**What is being asked**
A verbatim copy of the entries is the required answer.

**Stored items**
============

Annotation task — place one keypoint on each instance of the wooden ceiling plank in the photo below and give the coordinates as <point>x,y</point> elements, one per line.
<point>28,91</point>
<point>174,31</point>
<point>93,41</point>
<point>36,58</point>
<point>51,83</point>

============

**Solution to this exercise**
Annotation task — place one keypoint on each instance of the wooden ceiling plank in the photo below and give the coordinates as <point>x,y</point> elements, one per line.
<point>28,91</point>
<point>174,31</point>
<point>93,41</point>
<point>36,58</point>
<point>51,83</point>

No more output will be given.